* **What to do**:
Render the listing below as a JSON list of strings, with one string for each line and no blank lines.

* **Source material**:

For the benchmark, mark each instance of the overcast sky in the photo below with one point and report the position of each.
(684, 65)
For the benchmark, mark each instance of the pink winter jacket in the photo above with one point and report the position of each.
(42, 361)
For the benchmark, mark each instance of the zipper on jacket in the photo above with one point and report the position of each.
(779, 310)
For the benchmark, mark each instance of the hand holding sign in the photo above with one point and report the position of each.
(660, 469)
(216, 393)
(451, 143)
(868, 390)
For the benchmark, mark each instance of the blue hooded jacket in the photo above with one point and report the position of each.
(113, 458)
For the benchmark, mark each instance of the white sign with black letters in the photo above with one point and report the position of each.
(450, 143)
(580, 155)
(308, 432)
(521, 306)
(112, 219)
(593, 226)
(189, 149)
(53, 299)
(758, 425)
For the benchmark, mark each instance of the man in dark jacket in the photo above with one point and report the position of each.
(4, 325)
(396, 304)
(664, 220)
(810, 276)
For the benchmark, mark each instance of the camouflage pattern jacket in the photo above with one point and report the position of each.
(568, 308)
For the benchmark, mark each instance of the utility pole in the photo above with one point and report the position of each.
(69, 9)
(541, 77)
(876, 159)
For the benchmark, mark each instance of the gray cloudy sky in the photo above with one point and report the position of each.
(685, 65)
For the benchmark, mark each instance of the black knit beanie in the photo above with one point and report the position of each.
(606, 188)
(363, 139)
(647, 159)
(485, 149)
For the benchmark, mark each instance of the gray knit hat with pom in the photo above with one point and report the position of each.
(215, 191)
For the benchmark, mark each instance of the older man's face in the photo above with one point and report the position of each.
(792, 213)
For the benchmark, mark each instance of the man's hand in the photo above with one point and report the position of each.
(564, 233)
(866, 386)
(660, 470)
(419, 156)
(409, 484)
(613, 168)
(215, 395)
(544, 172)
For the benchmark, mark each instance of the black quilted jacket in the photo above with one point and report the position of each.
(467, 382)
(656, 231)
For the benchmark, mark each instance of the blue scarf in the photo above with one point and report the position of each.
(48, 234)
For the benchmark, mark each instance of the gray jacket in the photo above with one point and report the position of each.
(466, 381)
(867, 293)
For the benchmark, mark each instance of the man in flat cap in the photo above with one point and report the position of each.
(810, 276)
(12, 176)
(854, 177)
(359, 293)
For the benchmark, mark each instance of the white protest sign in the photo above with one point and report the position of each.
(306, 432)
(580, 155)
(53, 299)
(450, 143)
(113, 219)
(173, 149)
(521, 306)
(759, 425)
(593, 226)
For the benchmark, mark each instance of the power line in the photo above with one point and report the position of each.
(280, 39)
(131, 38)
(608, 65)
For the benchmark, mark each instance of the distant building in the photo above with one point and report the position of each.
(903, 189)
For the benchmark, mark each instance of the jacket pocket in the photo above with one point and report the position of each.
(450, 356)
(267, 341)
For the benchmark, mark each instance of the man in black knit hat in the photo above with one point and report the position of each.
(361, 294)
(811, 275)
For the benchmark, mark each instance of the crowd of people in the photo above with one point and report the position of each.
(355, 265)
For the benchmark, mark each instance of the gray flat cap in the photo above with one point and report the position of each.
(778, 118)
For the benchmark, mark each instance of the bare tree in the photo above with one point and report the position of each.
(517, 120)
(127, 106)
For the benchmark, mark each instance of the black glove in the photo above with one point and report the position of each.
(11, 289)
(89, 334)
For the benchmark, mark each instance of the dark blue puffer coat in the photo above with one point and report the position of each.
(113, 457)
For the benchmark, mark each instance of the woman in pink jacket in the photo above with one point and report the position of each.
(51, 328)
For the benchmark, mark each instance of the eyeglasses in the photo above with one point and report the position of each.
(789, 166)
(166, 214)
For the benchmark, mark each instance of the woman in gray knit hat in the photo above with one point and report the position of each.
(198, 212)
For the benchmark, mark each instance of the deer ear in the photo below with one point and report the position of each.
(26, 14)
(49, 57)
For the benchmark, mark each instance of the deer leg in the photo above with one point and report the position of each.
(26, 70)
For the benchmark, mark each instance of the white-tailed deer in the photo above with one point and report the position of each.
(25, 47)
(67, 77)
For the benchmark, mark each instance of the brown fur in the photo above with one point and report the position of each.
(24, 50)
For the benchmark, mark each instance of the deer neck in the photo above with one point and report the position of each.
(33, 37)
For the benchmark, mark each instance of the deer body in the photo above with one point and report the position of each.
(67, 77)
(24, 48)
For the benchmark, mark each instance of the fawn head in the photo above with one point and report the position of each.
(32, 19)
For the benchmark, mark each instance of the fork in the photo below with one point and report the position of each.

* **Answer to this exercise**:
[
  "For the benchmark, mark each instance of the overcast sky in the photo below with one point and report the position of each.",
  "(684, 65)",
  "For the benchmark, mark each instance of the pink winter jacket in the photo above with one point and report the position of each.",
  "(42, 361)",
  "For the benchmark, mark each instance of the zipper on jacket in the photo above with one point and report the position of each.",
  "(779, 310)",
  "For the benchmark, mark each instance of the hand holding sign in the photo above with one point and report the position of each.",
  "(660, 469)",
  "(216, 393)",
  "(451, 143)",
  "(868, 390)",
  "For the benchmark, mark each instance of the blue hooded jacket in the photo above with one point and report the position of each.",
  "(113, 458)",
  "For the benchmark, mark each instance of the white sign with black letters in the photo above with one point and report the position of each.",
  "(450, 143)",
  "(580, 155)",
  "(308, 432)",
  "(521, 306)",
  "(112, 219)",
  "(593, 226)",
  "(189, 149)",
  "(53, 299)",
  "(758, 425)",
  "For the benchmark, mark each instance of the man in dark jacket in the photo above with one point and report the position of each.",
  "(4, 325)",
  "(396, 304)",
  "(664, 220)",
  "(810, 276)",
  "For the benchmark, mark each instance of the camouflage pattern jacket in the photo above with one point and report the position of each.",
  "(568, 308)",
  "For the benchmark, mark each instance of the utility pole in the photo above with one point and report the position of each.",
  "(69, 9)",
  "(541, 77)",
  "(876, 159)",
  "For the benchmark, mark each instance of the gray cloudy sky in the photo above with one point and report the position of each.",
  "(685, 65)",
  "For the benchmark, mark each instance of the black knit beanie in the photo above with one point and report the position of each.",
  "(606, 188)",
  "(363, 139)",
  "(647, 159)",
  "(485, 149)",
  "For the benchmark, mark each instance of the gray knit hat with pom in the photo above with one point and report the position of each.",
  "(215, 191)",
  "For the benchmark, mark each instance of the older man's face in the photo above with one point and report the position of each.",
  "(792, 213)",
  "For the benchmark, mark each instance of the man's hand in the photo above with one point and report the position of each.",
  "(564, 233)",
  "(866, 386)",
  "(660, 470)",
  "(419, 156)",
  "(409, 484)",
  "(613, 168)",
  "(215, 395)",
  "(544, 172)",
  "For the benchmark, mark each instance of the black quilted jacket in the photo above with one point and report the position of each.",
  "(467, 382)",
  "(656, 231)",
  "For the benchmark, mark each instance of the blue scarf in the photo above with one point and report the position of each.",
  "(48, 234)",
  "For the benchmark, mark each instance of the gray jacket in the photo above with one point and report the position of each.",
  "(466, 381)",
  "(867, 293)",
  "For the benchmark, mark each instance of the man in flat cap in the photo above with one point and report the position of each.",
  "(810, 276)",
  "(12, 176)",
  "(854, 177)",
  "(359, 293)",
  "For the benchmark, mark each instance of the white protest sign in the photo above with one point and report the position of each.",
  "(306, 432)",
  "(580, 155)",
  "(53, 299)",
  "(450, 143)",
  "(113, 219)",
  "(173, 149)",
  "(521, 306)",
  "(759, 425)",
  "(593, 226)",
  "For the benchmark, mark each instance of the power line in the photo above with one point and report the position of each.",
  "(280, 39)",
  "(131, 38)",
  "(608, 65)",
  "For the benchmark, mark each instance of the distant building in the photo above with one point and report the position of each.",
  "(903, 189)",
  "For the benchmark, mark each instance of the jacket pocket in the photo above with one point and report the position of each.",
  "(450, 356)",
  "(267, 341)",
  "For the benchmark, mark each instance of the man in black knit hat in the photo above with one point and report the position of each.",
  "(361, 294)",
  "(811, 275)",
  "For the benchmark, mark each instance of the crowd of people in the photo above with one point and report the position of each.",
  "(355, 265)",
  "For the benchmark, mark each instance of the gray flat cap in the photo above with one point and report the position of each.",
  "(778, 118)",
  "For the benchmark, mark each instance of the bare tree in the photo above with one point and report the position of each.",
  "(517, 120)",
  "(127, 106)",
  "For the benchmark, mark each instance of the black glove in the photo above with one point and report the position of each.",
  "(11, 289)",
  "(89, 334)",
  "For the benchmark, mark each instance of the dark blue puffer coat in the photo above with one point and report the position of each.",
  "(113, 457)",
  "For the benchmark, mark each instance of the woman in pink jacket in the photo above with one point and report the position of each.",
  "(51, 328)",
  "For the benchmark, mark each instance of the eyeglasses in the photo above with one point and report the position of each.",
  "(789, 166)",
  "(166, 214)",
  "For the benchmark, mark each instance of the woman in gray knit hat in the photo above with one point and report the position of each.",
  "(198, 212)",
  "For the benchmark, mark each instance of the deer ear in the photo below with one point and report the position of each.",
  "(26, 14)",
  "(49, 57)",
  "For the benchmark, mark each instance of the deer leg in the photo above with one point and report the position of each.",
  "(26, 70)",
  "For the benchmark, mark each instance of the white-tailed deer in the photo above with one point and report the position of each.",
  "(25, 47)",
  "(67, 77)",
  "For the benchmark, mark each instance of the brown fur in the photo above with one point and report the position of each.",
  "(24, 50)",
  "For the benchmark, mark each instance of the deer neck in the photo above with one point and report the position of each.",
  "(33, 37)",
  "For the benchmark, mark each instance of the deer body in the photo above with one point and report the position of each.",
  "(67, 77)",
  "(24, 48)",
  "For the benchmark, mark each instance of the fawn head in the photo above with one point and report the position of each.",
  "(32, 19)",
  "For the benchmark, mark each instance of the fork in the photo below with one point and report the position of each."
]